Exactly reproduce each entry, leaving out nothing.

[Records excerpted from a collection]

# # # # #

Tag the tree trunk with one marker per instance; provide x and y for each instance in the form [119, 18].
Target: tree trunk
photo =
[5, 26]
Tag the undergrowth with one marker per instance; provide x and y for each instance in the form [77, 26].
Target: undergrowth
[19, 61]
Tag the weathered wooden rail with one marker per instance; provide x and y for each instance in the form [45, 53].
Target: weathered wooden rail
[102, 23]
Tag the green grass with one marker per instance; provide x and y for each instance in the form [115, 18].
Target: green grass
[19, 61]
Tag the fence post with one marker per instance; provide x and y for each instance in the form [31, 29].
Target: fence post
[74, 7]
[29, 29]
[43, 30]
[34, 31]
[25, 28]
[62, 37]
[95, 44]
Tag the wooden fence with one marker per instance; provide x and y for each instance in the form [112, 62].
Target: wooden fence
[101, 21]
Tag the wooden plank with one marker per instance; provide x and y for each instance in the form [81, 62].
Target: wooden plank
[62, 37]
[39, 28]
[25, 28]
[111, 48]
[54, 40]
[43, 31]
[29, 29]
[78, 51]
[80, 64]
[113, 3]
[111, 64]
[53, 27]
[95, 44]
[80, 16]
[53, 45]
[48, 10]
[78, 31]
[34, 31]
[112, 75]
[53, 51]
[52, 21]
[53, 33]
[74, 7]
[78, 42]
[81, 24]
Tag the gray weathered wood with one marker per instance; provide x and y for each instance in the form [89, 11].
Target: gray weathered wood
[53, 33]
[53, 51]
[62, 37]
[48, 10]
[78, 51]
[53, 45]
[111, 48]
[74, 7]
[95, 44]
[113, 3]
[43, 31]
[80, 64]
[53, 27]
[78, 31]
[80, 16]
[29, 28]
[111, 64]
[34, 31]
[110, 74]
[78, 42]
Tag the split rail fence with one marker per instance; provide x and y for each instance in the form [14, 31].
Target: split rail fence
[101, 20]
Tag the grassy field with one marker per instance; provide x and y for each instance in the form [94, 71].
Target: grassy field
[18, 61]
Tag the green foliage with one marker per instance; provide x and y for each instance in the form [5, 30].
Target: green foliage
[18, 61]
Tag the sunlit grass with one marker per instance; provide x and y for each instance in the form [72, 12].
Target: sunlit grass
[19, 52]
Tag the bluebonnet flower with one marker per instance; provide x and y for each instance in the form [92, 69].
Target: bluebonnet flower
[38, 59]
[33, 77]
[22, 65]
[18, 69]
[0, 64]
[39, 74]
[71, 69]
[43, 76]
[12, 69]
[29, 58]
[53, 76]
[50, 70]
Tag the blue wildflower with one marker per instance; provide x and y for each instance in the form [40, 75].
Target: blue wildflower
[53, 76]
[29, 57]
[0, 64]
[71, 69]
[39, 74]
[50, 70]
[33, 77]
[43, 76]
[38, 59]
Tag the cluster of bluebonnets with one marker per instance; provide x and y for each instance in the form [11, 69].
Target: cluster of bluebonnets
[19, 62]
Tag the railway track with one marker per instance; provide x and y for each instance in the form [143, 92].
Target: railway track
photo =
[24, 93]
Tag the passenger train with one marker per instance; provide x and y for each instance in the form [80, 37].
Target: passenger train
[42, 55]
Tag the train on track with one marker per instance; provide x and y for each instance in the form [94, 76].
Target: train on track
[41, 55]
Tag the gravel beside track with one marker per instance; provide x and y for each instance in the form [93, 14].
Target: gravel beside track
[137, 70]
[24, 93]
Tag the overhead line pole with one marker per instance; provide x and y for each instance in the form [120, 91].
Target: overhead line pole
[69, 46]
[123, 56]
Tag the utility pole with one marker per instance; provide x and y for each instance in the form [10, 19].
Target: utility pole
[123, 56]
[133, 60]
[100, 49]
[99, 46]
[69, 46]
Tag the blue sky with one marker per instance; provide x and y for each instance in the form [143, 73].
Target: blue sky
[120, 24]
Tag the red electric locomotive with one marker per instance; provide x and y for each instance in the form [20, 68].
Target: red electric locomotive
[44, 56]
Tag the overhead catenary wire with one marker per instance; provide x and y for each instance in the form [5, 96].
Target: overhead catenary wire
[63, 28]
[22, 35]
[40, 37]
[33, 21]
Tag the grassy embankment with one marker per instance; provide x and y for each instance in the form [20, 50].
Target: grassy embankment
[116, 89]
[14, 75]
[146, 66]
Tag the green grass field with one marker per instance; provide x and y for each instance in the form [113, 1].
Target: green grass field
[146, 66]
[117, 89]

# # # # #

Completed exercise:
Tag the tree trunk with one marker per instance; provide x and y for each instance in the form [119, 18].
Target: tree trunk
photo =
[5, 26]
Tag the undergrowth with one marker per instance; provide x and y for each instance in the form [77, 26].
Target: undergrowth
[19, 61]
Tag the weathered wooden rail with one marker per instance; provide x and y for each instance in the form [45, 53].
Target: weathered wooden rail
[102, 23]
Tag the green grass with one marker per instance; provide x and y for each instance in the form [115, 18].
Target: green grass
[19, 61]
Tag the fence post with one marker per instance; provide x and y for each instance in the form [31, 29].
Target: fence post
[74, 7]
[29, 29]
[43, 30]
[34, 31]
[25, 28]
[62, 37]
[95, 44]
Tag the wooden fence with one marker per instance; provide x and y for each instance in the form [112, 62].
Target: wooden fence
[101, 21]
Tag the wooden plank with one marker per instance; provide x and y for each instance in the form [81, 62].
Target: wooden plank
[62, 37]
[39, 28]
[25, 28]
[111, 48]
[54, 40]
[43, 31]
[29, 29]
[78, 51]
[80, 64]
[113, 3]
[111, 64]
[53, 27]
[95, 44]
[80, 16]
[53, 45]
[48, 10]
[78, 31]
[34, 31]
[112, 75]
[53, 51]
[52, 21]
[53, 33]
[74, 7]
[78, 42]
[81, 24]
Tag the gray weathered wood with one marker per instance; provide x and y for each instance in the form [89, 11].
Target: gray weathered wood
[53, 33]
[53, 51]
[62, 37]
[48, 10]
[78, 51]
[53, 45]
[111, 48]
[74, 7]
[95, 44]
[113, 3]
[43, 31]
[80, 64]
[53, 27]
[78, 31]
[80, 16]
[29, 28]
[111, 64]
[34, 31]
[110, 74]
[78, 42]
Tag the split rail fence with one marker per instance; provide x and y for each instance in the form [14, 31].
Target: split rail fence
[101, 20]
Tag the grassy field with one marker per instance; provide x and y for each instance in the form [94, 71].
Target: grassy field
[18, 61]
Tag the green foliage with one marker per instance; provide x and y for each instance in the form [5, 30].
Target: green foliage
[18, 61]
Tag the sunlit grass with one marker per instance; provide x and y for each instance in the form [72, 12].
Target: sunlit grass
[19, 52]
Tag the bluebonnet flower with one marker per instance; provide x and y for each instance in the form [92, 69].
Target: bluebonnet flower
[38, 59]
[33, 77]
[22, 65]
[18, 69]
[0, 64]
[39, 74]
[71, 69]
[43, 76]
[12, 69]
[29, 58]
[53, 76]
[50, 70]
Tag the blue wildflower with one marker per instance; provide x and y for each instance in the form [40, 75].
Target: blue wildflower
[53, 76]
[29, 57]
[0, 64]
[71, 69]
[39, 74]
[50, 70]
[33, 77]
[43, 76]
[38, 59]
Tag the cluster of bluebonnets with one marker per instance; provide x and y for each instance in the form [11, 69].
Target: cluster of bluebonnets
[19, 62]
Tag the railway track with one marker per instance; provide x and y for each instance in the form [143, 92].
Target: railway track
photo =
[24, 93]
Tag the passenger train with one marker per instance; provide x and y for each instance in the form [80, 37].
Target: passenger train
[42, 55]
Tag the train on track with one marker per instance; provide x and y for each instance in the form [94, 76].
Target: train on track
[41, 55]
Tag the gravel beside track with one marker per instance; provide x and y for each instance in the form [93, 14].
Target: gravel beside track
[137, 70]
[24, 93]
Tag the overhead line pole with one marker per instance; provide x and y for each instance in the form [120, 91].
Target: overhead line pole
[69, 46]
[123, 56]
Tag the utility pole with one marker per instance; provide x and y for each instance in the form [10, 19].
Target: utility pole
[123, 56]
[133, 60]
[100, 49]
[99, 46]
[69, 46]
Tag the blue sky with one marker per instance; provide x and y for each instance in the form [143, 73].
Target: blue sky
[120, 24]
Tag the red electric locomotive with one marker per instance; provide x and y for each instance in the form [20, 68].
Target: red electric locomotive
[44, 56]
Tag the overhead catenary wire with one marker per instance; provide x and y for each instance in the form [5, 96].
Target: overhead catenary wire
[63, 28]
[22, 35]
[40, 37]
[33, 21]
Tag the grassy embankment with one marker per instance; provide x and y for each instance in the form [20, 50].
Target: grassy embankment
[116, 89]
[14, 75]
[146, 66]
Tag the green grass field with one marker per instance; provide x and y for each instance in the form [113, 1].
Target: green grass field
[146, 66]
[117, 89]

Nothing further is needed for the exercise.